## What you are asked to do:
Turn the listing below into a numbered list, from its first line up to and including the line with "M120 89L119 0L1 0L0 89Z". Skip blank lines and leave out the pictures.

## Listing:
begin

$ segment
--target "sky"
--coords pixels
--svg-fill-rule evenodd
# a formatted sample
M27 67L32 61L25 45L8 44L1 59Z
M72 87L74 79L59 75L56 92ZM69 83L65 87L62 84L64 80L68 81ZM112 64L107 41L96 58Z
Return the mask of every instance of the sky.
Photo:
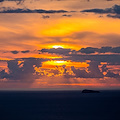
M120 89L119 0L1 0L0 89Z

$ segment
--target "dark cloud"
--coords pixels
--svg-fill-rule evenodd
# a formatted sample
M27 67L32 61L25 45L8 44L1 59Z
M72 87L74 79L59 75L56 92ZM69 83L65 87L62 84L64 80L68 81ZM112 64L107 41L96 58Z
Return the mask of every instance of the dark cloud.
M119 18L120 19L120 15L119 14L115 14L115 15L108 14L107 17Z
M42 15L42 18L43 19L47 19L47 18L50 18L50 16L48 16L48 15Z
M112 8L106 8L106 9L88 9L83 10L81 12L94 12L94 13L113 13L113 14L120 14L120 6L114 5Z
M112 8L106 8L106 9L88 9L83 10L81 12L93 12L93 13L99 13L99 14L108 14L107 17L112 18L120 18L120 5L114 5Z
M2 7L2 10L0 11L0 13L66 13L68 11L65 10L43 10L43 9L35 9L35 10L31 10L31 9L15 9L15 8L5 8Z
M7 61L9 73L2 70L0 72L0 78L33 82L37 77L34 67L41 67L43 61L45 60L39 58L24 58Z
M18 53L19 53L19 51L14 50L14 51L11 51L11 53L13 53L13 54L18 54Z
M47 53L55 53L55 54L63 54L63 55L67 55L71 51L72 51L71 49L64 49L64 48L57 48L57 49L51 48L51 49L40 50L40 52L42 53L47 52Z
M64 15L62 15L62 16L64 16L64 17L71 17L72 15L64 14Z
M86 48L81 48L79 50L79 52L81 53L86 53L86 54L90 54L90 53L120 53L120 47L101 47L101 48L93 48L93 47L86 47Z
M88 72L86 70L76 69L75 67L71 67L71 70L77 78L103 78L104 75L100 72L98 65L99 62L91 62L88 67Z
M21 51L21 53L29 53L30 50Z
M111 77L111 78L120 78L119 74L115 74L111 71L108 71L107 74L105 75L105 77Z

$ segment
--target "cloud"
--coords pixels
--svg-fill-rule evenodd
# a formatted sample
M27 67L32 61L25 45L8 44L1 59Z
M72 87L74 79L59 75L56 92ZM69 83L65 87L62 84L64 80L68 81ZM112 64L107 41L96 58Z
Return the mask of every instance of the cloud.
M66 10L21 9L2 7L0 13L66 13Z
M86 48L81 48L79 50L79 52L81 53L86 53L86 54L90 54L90 53L120 53L120 47L101 47L101 48L93 48L93 47L86 47Z
M37 77L34 67L41 67L43 61L44 59L39 58L9 60L7 61L9 73L2 70L0 72L0 78L22 82L33 82Z
M120 18L120 5L114 5L112 8L106 9L88 9L82 10L81 12L93 12L98 14L108 14L107 17Z
M106 9L88 9L83 10L81 12L94 12L94 13L113 13L113 14L120 14L120 6L114 5L112 8L106 8Z
M47 18L50 18L50 16L48 16L48 15L42 15L42 18L43 19L47 19Z
M47 53L55 53L55 54L63 54L63 55L67 55L71 51L72 51L71 49L65 49L65 48L57 48L57 49L51 48L51 49L40 50L40 52L42 53L47 52Z
M100 72L98 65L99 62L91 62L88 67L88 72L86 70L76 69L75 67L71 67L71 70L77 78L103 78L104 75Z
M21 53L29 53L30 50L21 51Z
M64 15L62 15L62 16L64 16L64 17L71 17L72 15L64 14Z
M19 53L19 51L14 50L14 51L11 51L11 53L13 53L13 54L18 54L18 53Z

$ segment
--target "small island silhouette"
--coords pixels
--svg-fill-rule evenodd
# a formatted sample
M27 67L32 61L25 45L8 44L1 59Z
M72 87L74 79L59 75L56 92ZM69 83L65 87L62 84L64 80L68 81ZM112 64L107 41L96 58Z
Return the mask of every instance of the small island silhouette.
M100 93L100 91L84 89L82 90L82 93Z

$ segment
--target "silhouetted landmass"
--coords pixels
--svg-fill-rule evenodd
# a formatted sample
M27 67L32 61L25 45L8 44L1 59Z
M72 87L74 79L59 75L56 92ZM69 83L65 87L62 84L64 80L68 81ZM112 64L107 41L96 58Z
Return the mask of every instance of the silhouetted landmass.
M83 90L82 93L100 93L100 91L96 91L96 90Z

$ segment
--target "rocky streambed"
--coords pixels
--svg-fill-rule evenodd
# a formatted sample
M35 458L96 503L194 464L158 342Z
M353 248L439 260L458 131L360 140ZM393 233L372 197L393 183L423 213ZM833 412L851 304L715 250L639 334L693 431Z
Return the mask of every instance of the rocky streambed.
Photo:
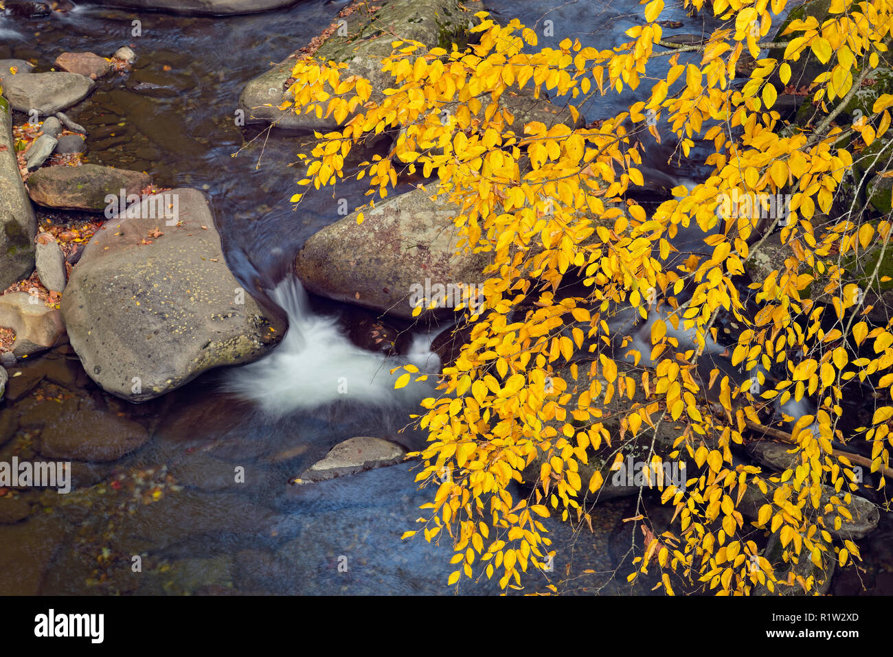
M485 262L451 255L453 238L435 229L450 208L408 183L363 233L345 211L363 203L363 185L296 211L288 199L301 176L289 165L307 129L331 126L275 106L294 51L320 34L321 54L364 72L389 44L382 25L461 40L471 12L452 0L383 0L374 12L106 4L117 8L58 4L0 19L0 462L71 464L65 494L0 482L0 594L444 593L449 545L400 540L430 494L403 462L424 437L403 430L412 404L381 391L389 363L436 368L456 344L443 319L412 324L403 292L419 270L464 279ZM641 23L637 7L560 9L545 42L605 47ZM529 24L552 9L488 8ZM265 9L275 11L249 15ZM230 13L239 15L201 15ZM678 14L675 32L709 32ZM547 101L516 102L513 111L570 121ZM588 120L611 111L599 103ZM145 212L129 216L129 195ZM277 295L292 271L319 296L292 306ZM298 328L330 358L289 360ZM263 393L237 394L251 362ZM271 413L264 395L316 401ZM654 578L625 580L644 538L623 522L642 511L630 488L600 501L591 528L547 523L555 572L573 582L565 591L649 593ZM644 503L655 528L670 526L656 499ZM893 561L872 509L854 536L868 545L864 581L881 592ZM545 579L530 573L524 585ZM486 580L461 590L496 592Z

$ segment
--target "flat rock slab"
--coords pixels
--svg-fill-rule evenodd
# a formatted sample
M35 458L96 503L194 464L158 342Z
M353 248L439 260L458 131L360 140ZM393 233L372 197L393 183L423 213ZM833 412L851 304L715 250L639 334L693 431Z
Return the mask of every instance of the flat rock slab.
M34 271L37 233L38 221L15 157L9 104L0 96L0 290Z
M96 83L77 73L20 73L4 81L4 96L13 110L26 114L37 110L53 114L80 102L93 91Z
M456 253L459 208L431 201L435 188L380 204L362 225L353 213L322 229L297 254L298 279L314 294L405 319L413 303L437 299L438 285L480 285L489 256Z
M62 313L27 292L0 296L0 326L15 331L13 353L19 357L60 344L65 332Z
M279 342L285 327L230 271L204 194L146 196L138 213L105 222L63 294L71 345L94 381L145 401Z
M147 173L127 169L83 164L79 167L46 167L28 179L28 194L34 203L63 210L100 212L121 190L138 195L152 183Z
M307 484L355 475L398 463L405 454L403 447L390 441L358 436L336 445L322 461L312 465L293 482Z

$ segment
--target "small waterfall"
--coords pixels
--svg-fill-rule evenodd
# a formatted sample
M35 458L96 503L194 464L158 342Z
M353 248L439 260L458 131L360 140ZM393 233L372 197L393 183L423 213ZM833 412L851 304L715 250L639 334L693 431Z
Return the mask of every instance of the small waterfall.
M283 279L271 297L288 313L288 333L265 358L233 369L224 384L227 390L254 401L267 414L278 417L338 402L396 407L418 403L433 395L433 378L411 380L395 390L402 371L390 373L406 362L421 372L439 372L440 360L430 351L428 334L413 337L406 357L384 357L351 343L338 328L337 318L314 314L304 287L294 276Z

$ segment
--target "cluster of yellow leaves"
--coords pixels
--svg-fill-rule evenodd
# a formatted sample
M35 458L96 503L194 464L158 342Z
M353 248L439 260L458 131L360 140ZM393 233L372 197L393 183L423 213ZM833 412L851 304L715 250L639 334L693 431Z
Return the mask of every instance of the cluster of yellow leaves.
M698 9L702 4L694 2ZM452 541L457 570L449 584L463 575L475 577L477 570L488 578L497 575L504 588L520 587L522 572L544 567L550 541L539 519L555 511L565 520L572 511L583 516L578 495L597 491L603 481L598 472L581 480L580 465L587 462L588 450L617 439L605 428L600 407L614 395L632 399L637 387L649 401L630 409L620 437L656 431L667 415L684 428L672 456L688 454L697 466L685 489L670 486L663 492L663 502L676 509L680 535L652 536L639 571L647 572L656 560L668 593L668 570L722 594L746 594L756 584L772 589L778 584L771 564L745 536L751 525L779 532L786 560L790 548L791 554L808 553L821 563L830 541L826 522L840 528L856 487L852 465L835 456L831 446L832 438L855 437L838 428L845 387L869 376L880 376L881 388L893 385L893 373L879 374L893 364L893 332L859 319L867 309L855 286L845 282L842 264L847 254L886 248L889 221L872 226L833 221L826 214L853 164L852 154L839 146L841 137L858 133L865 145L881 137L889 127L893 97L879 98L872 116L857 126L828 121L812 132L782 135L780 115L772 111L778 90L770 80L777 71L788 82L787 61L757 59L743 85L735 77L745 50L759 57L760 39L786 4L715 0L714 12L726 23L711 36L701 61L680 63L680 54L673 54L668 74L657 79L647 100L598 127L522 125L510 110L512 96L525 86L538 96L548 90L554 102L567 102L576 121L576 99L620 94L624 87L654 79L647 67L660 56L655 47L662 38L656 20L663 0L651 0L645 8L647 24L630 29L632 40L613 50L565 39L557 49L529 52L525 46L537 46L533 30L517 21L500 26L486 12L476 14L480 23L471 30L478 43L464 50L396 40L392 55L381 63L393 84L380 95L373 96L367 80L346 76L344 64L306 59L296 65L295 111L331 116L341 126L317 134L321 142L301 185L336 184L345 176L345 159L355 145L382 132L393 134L392 151L363 162L356 174L369 179L367 194L387 196L403 174L437 176L437 196L461 208L455 223L463 237L462 246L493 253L483 286L485 310L470 317L471 340L444 369L441 396L424 400L426 412L419 420L430 444L421 453L418 480L438 485L433 501L422 507L427 517L420 520L427 540L446 534ZM833 67L812 81L814 100L826 112L825 102L846 97L861 75L857 71L879 65L893 22L888 0L833 0L830 11L835 17L822 25L814 19L793 21L788 32L797 36L784 56L796 61L808 48L830 62L836 54ZM706 164L714 168L694 188L674 189L673 200L650 217L623 200L630 184L644 182L637 168L641 154L629 129L646 112L667 117L687 156L696 139L712 145ZM653 123L648 129L656 134ZM743 273L753 256L748 241L757 237L759 212L721 217L717 208L723 195L780 194L790 195L781 232L790 255L782 269L755 284L760 305L750 316L732 277ZM712 253L667 267L672 237L692 223L710 234L705 241ZM774 223L763 229L767 228ZM569 272L582 278L591 292L557 294ZM829 320L822 317L824 308L800 296L819 275L830 281L825 289L836 315L830 329L822 328L822 320ZM690 294L680 303L683 289ZM655 365L633 378L614 360L608 320L624 308L645 318L655 305L667 314L654 323L651 353L636 355L637 362L642 356ZM781 368L787 376L761 394L722 376L720 417L706 411L704 382L695 367L705 339L715 337L712 327L722 310L744 326L731 363L747 370ZM673 337L679 330L695 331L697 348L683 349ZM851 360L854 349L870 342L874 358ZM570 387L586 373L578 371L581 357L588 361L591 385L572 406ZM406 385L415 372L407 368L397 386ZM712 373L711 384L719 375ZM765 383L762 373L757 378ZM783 403L805 395L818 400L818 411L795 427L799 464L778 477L732 465L730 445L742 443L748 420L759 421L761 406L776 397ZM893 406L881 406L872 426L860 429L872 441L872 471L889 463L884 443L893 445L891 416ZM718 438L715 446L705 446L705 437ZM534 495L514 499L510 484L521 481L522 471L540 454L546 458ZM836 493L827 504L821 503L823 486ZM738 510L748 487L772 499L754 523ZM858 557L848 541L835 551L841 564ZM807 588L814 583L799 584Z

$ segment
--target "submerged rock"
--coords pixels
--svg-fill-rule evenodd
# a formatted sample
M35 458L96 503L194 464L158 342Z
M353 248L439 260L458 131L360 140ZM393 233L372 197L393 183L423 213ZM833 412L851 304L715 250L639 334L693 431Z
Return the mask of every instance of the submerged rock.
M369 21L362 22L360 13L352 14L346 19L348 36L333 34L313 55L346 62L347 70L342 76L359 75L369 79L375 94L394 86L391 75L380 69L381 60L391 54L395 34L447 50L453 42L463 44L467 39L465 30L471 14L463 12L459 0L383 0L376 4L379 9ZM332 129L338 125L332 117L318 119L315 112L298 115L290 108L277 109L296 61L289 57L248 82L239 96L238 106L249 122L271 122L279 128L297 129Z
M48 16L53 12L50 6L46 3L37 2L37 0L13 0L6 3L6 13L10 16L19 18L39 18Z
M58 520L46 516L0 527L0 595L37 595L64 538Z
M196 14L257 13L288 7L296 0L104 0L113 7Z
M294 483L323 481L393 465L403 461L405 453L400 445L390 441L358 436L336 445L322 461L310 466Z
M62 71L78 73L90 79L102 78L110 71L109 62L93 53L63 53L56 57L55 65Z
M21 182L9 105L0 97L0 290L34 270L38 221Z
M0 497L0 525L12 525L31 513L31 505L21 497Z
M87 142L80 135L63 135L57 140L54 153L67 155L71 153L83 153L87 150Z
M13 110L53 114L83 100L95 83L77 73L20 73L4 80L4 96Z
M80 133L81 135L87 134L87 130L84 129L84 127L79 123L75 123L73 121L69 119L67 114L64 114L62 112L57 112L55 113L55 118L61 121L62 124L65 126L68 129L71 130L71 132L78 132Z
M40 205L100 212L108 206L109 195L117 199L121 189L138 195L151 183L146 173L98 164L47 167L28 179L28 193Z
M62 298L88 375L133 402L255 360L284 331L227 268L204 195L180 188L147 196L140 213L94 235Z
M40 433L40 453L48 459L104 462L120 459L149 440L137 422L102 411L61 413Z
M453 285L455 292L460 283L480 284L488 256L456 254L451 219L459 209L431 201L435 188L386 201L367 211L362 225L354 213L322 229L297 254L298 279L322 296L406 319L413 302L438 295L436 286Z

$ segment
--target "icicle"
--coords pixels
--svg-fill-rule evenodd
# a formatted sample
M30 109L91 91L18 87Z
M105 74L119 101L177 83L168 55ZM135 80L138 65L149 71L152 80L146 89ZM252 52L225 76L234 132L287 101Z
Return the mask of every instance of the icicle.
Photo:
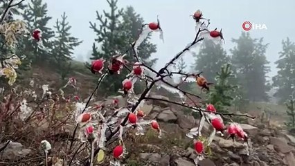
M98 147L102 149L105 149L105 142L106 140L105 131L107 130L107 125L106 123L102 123L100 129L100 138L99 139Z
M144 25L141 28L141 32L139 34L139 37L135 42L134 48L137 53L137 48L148 37L148 35L152 32L152 30L148 27L148 24Z
M208 145L207 146L209 146L210 144L211 144L212 141L214 139L214 136L216 133L216 129L213 128L213 131L212 131L211 134L210 135L209 138L208 138Z
M198 155L194 160L195 164L196 166L199 166L199 161L203 160L204 157L202 156Z
M177 93L179 98L181 99L182 102L185 102L186 100L186 97L181 91L178 90L176 88L172 87L171 86L167 85L165 83L161 84L160 86L165 89L168 91L172 93Z

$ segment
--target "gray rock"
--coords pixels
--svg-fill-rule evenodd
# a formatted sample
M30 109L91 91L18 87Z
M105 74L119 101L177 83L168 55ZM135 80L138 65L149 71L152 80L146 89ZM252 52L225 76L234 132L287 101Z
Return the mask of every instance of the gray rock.
M152 111L148 114L148 117L151 119L155 119L156 117L160 113L161 108L158 107L154 107Z
M1 144L0 147L2 147L5 144ZM24 148L23 145L19 142L10 142L6 148L1 152L2 159L15 160L25 157L30 153L31 150Z
M286 138L289 140L292 145L295 145L295 138L291 135L285 134Z
M230 165L227 165L226 166L240 166L240 165L236 163L233 163Z
M177 117L171 110L165 109L157 116L157 119L165 122L175 123L177 120Z
M216 166L215 163L209 158L206 158L199 162L199 166Z
M295 165L295 158L292 152L289 152L286 154L286 156L284 158L284 160L285 160L286 163L289 166L294 166Z
M159 161L159 165L169 165L170 160L170 156L166 155Z
M225 140L220 137L215 137L215 140L217 140L218 145L220 147L223 148L243 148L244 145L242 143L238 142L237 141L233 142L232 140Z
M271 132L268 129L264 129L259 131L259 135L261 136L271 136Z
M235 154L231 151L227 151L227 154L230 157L231 159L235 161L240 161L241 160L240 157L238 154Z
M179 158L174 160L177 166L195 166L195 163L188 161L184 158Z
M270 137L269 140L270 144L274 146L276 151L285 154L294 149L292 147L287 144L287 140L283 138Z
M166 96L161 95L151 94L150 95L150 97L153 98L159 98L159 99L169 100L169 98ZM166 102L163 102L163 101L157 100L152 100L152 104L159 106L163 108L169 107L169 103Z
M157 163L162 159L161 154L152 153L141 153L139 154L139 157L143 160L150 161L153 163Z
M195 127L195 120L193 116L184 115L177 116L177 124L180 128L184 129L190 129Z
M240 124L240 126L243 130L249 133L252 138L255 137L258 133L258 128L247 124Z
M149 115L152 110L152 105L148 104L145 102L141 107L141 110L143 111L145 113L145 115Z
M185 156L190 159L195 160L197 157L197 154L195 153L195 150L193 148L188 147L186 149Z

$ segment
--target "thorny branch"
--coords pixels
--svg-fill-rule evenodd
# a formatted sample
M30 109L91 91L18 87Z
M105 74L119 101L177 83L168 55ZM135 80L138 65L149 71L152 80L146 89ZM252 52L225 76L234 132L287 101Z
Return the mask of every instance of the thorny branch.
M141 95L140 96L140 98L139 98L139 99L137 100L137 102L135 103L135 104L132 107L132 109L131 109L131 112L132 113L134 113L134 111L135 111L135 110L136 110L136 109L137 108L137 107L139 105L139 104L143 100L145 100L145 99L148 99L148 98L147 98L146 97L146 95L148 94L148 93L150 92L150 91L152 89L152 88L153 87L153 86L156 84L156 82L158 82L158 81L160 81L160 80L161 80L161 81L163 81L163 82L164 82L164 83L166 83L166 84L168 84L168 85L170 85L170 86L172 86L172 87L175 87L175 89L177 89L177 90L179 90L179 91L181 91L182 93L185 93L186 95L186 94L190 94L190 95L194 95L194 96L196 96L196 97L197 97L197 98L200 98L200 97L199 97L199 96L197 96L197 95L193 95L193 94L191 94L191 93L187 93L187 92L185 92L185 91L182 91L182 90L181 90L181 89L179 89L179 87L178 87L178 86L172 86L172 85L171 85L170 84L169 84L168 82L166 82L166 81L164 81L163 80L163 77L166 77L166 76L170 76L171 74L170 73L168 73L168 75L163 75L162 74L163 74L163 73L165 73L165 71L168 71L167 70L167 68L170 65L170 64L174 64L174 62L181 55L183 55L186 50L188 50L191 47L193 47L195 44L196 44L197 43L198 43L198 42L201 42L202 40L203 40L204 39L204 38L200 38L200 39L197 39L197 37L198 37L198 36L199 36L199 33L201 32L201 29L199 28L199 31L197 32L197 35L196 35L196 36L195 36L195 39L193 40L193 42L189 45L189 46L188 46L187 47L186 47L181 52L180 52L179 53L178 53L177 55L176 55L170 62L168 62L166 65L165 65L165 66L163 67L163 68L162 68L161 69L160 69L159 70L159 72L157 72L157 71L155 71L154 69L152 69L152 68L150 68L150 67L149 67L148 66L147 66L147 65L145 65L144 64L143 64L145 67L146 67L146 68L148 68L148 69L150 69L152 72L153 72L153 73L156 73L157 75L157 76L160 76L160 79L156 79L156 80L153 80L152 82L150 82L150 85L144 90L144 91L143 92L143 93L141 94ZM133 48L133 50L134 51L134 49ZM134 51L134 53L135 53L135 51ZM138 59L138 57L137 57L137 55L136 54L136 53L134 53L134 57L135 57L135 58L136 59ZM175 74L177 73L175 73ZM181 74L181 73L179 73L179 74ZM176 104L179 104L179 105L181 105L181 106L184 106L184 104L179 104L179 103L175 103ZM186 106L186 107L188 107L188 106ZM200 111L200 109L197 109L198 111ZM222 113L220 113L220 114L222 114ZM126 124L126 122L127 122L127 120L128 120L128 115L129 115L129 113L127 115L127 116L124 118L124 120L122 122L122 123L120 124L120 125L121 126L125 126L125 124ZM240 115L239 115L240 116ZM243 115L243 116L244 116L244 115ZM106 142L109 142L110 140L111 140L111 138L113 138L113 136L114 136L118 132L118 131L119 131L119 129L120 129L120 127L118 127L114 131L111 131L111 133L109 135L109 136L108 136L107 137L107 140L106 140ZM116 139L118 139L118 138L115 138L115 140L116 140ZM114 140L113 140L113 141L114 141ZM95 149L95 151L94 151L94 156L96 156L97 154L98 154L98 151L99 151L99 150L100 150L100 148L98 147L98 148L96 148L96 149ZM86 160L86 163L85 163L85 166L88 166L88 165L89 165L89 158L90 158L90 156L89 157L88 157L87 158L86 158L85 159L85 160Z
M84 109L83 109L83 111L82 111L82 113L84 113L84 112L85 111L86 109L87 108L88 105L89 105L89 103L90 103L90 101L91 101L91 99L92 99L92 97L93 96L93 95L94 95L94 93L96 92L96 91L98 89L98 87L99 87L99 86L100 85L101 82L102 82L103 79L104 79L104 78L105 78L107 75L107 72L105 72L104 74L102 74L102 75L101 75L101 77L100 77L100 78L99 79L98 82L98 84L97 84L97 85L96 85L96 87L94 89L93 91L93 92L92 92L92 93L90 95L89 98L88 99L87 102L86 103L85 107L84 107ZM71 138L71 140L70 149L71 149L71 147L72 147L72 146L73 146L73 140L75 140L75 133L76 133L76 131L77 131L77 129L78 129L78 127L79 127L79 124L76 124L76 126L75 126L75 129L74 129L74 131L73 131L73 132L72 137Z
M16 6L19 5L21 2L24 1L25 0L21 0L21 1L20 1L19 2L18 2L15 4L12 4L13 1L14 0L10 0L9 1L7 8L5 9L4 12L2 14L2 16L1 16L1 19L0 19L0 25L2 24L3 21L4 21L5 17L6 17L7 13L8 12L9 10L12 7L15 7Z

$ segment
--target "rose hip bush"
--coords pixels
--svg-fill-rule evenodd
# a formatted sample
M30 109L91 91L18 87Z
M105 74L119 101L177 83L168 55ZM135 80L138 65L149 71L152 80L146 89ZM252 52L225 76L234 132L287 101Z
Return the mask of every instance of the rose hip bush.
M210 86L214 85L207 82L206 73L203 75L202 72L183 73L172 70L171 66L182 55L189 53L190 49L195 48L202 41L213 40L220 43L224 39L222 30L211 29L209 20L203 17L199 10L193 14L192 20L195 22L196 30L193 42L159 71L147 66L137 53L138 48L150 33L159 33L160 39L164 41L163 30L159 19L157 22L143 25L138 39L130 48L127 46L125 53L114 55L109 59L101 58L93 60L91 66L87 67L89 72L99 77L99 80L86 102L82 101L77 95L66 93L69 88L77 89L77 81L73 77L69 78L64 86L55 91L46 84L34 85L33 80L30 82L30 86L28 89L13 88L10 91L2 89L0 129L1 133L8 134L7 136L1 136L1 142L12 140L28 142L30 140L31 142L25 145L30 145L40 151L30 155L30 162L42 163L46 165L51 163L56 166L92 166L93 163L103 163L106 160L109 160L111 165L120 165L124 164L121 163L122 158L129 152L129 147L124 143L124 136L127 131L135 131L136 136L145 135L145 131L151 128L154 131L154 134L158 135L159 139L162 138L162 131L158 122L147 119L142 111L142 107L146 101L157 100L188 108L200 114L199 125L191 129L186 134L188 138L192 139L191 143L197 154L195 159L196 165L208 156L210 144L216 134L226 136L227 138L231 138L233 140L238 138L244 142L248 149L247 134L238 123L233 122L225 124L224 118L229 120L233 116L253 117L221 113L210 103L200 106L190 96L201 98L200 97L179 88L184 82L194 82L201 90L210 91ZM10 28L10 26L12 25L18 30L13 31L15 28ZM26 25L21 21L10 24L1 21L0 31L5 32L7 39L10 41L8 44L11 46L17 41L16 35L21 33L30 34L31 39L35 40L42 48L42 32L37 29L31 33L28 32ZM133 62L124 59L127 52L133 53ZM15 81L15 69L20 64L21 58L17 55L8 56L1 60L1 75L8 77L10 85ZM122 93L128 104L124 107L118 107L118 100L116 99L107 105L91 104L93 96L104 78L120 75L122 70L127 70L129 73L122 80L122 88L118 89L118 92ZM179 75L182 79L178 82L170 83L168 79L172 75ZM138 82L145 82L146 87L141 93L135 93L134 86ZM181 102L150 97L149 94L154 86L157 89L163 88L177 94ZM188 101L190 101L189 103ZM191 103L193 103L193 106ZM208 138L202 135L205 122L213 127L213 131ZM74 126L71 132L66 131L65 128L69 125ZM112 149L110 149L111 144L115 145Z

end

## Response:
1. $ segment
2. --target "sky"
3. --coords pixels
4. --svg-fill-rule evenodd
5. # a formatted sample
6. M27 67L32 61L25 45L8 44L1 59Z
7. M72 87L74 79L59 75L56 92ZM69 83L65 87L62 84L64 80L68 81ZM112 64L107 41L96 58Z
8. Return the mask of every instance of the sky.
9. Photo:
10. M120 89L119 0L1 0L0 89Z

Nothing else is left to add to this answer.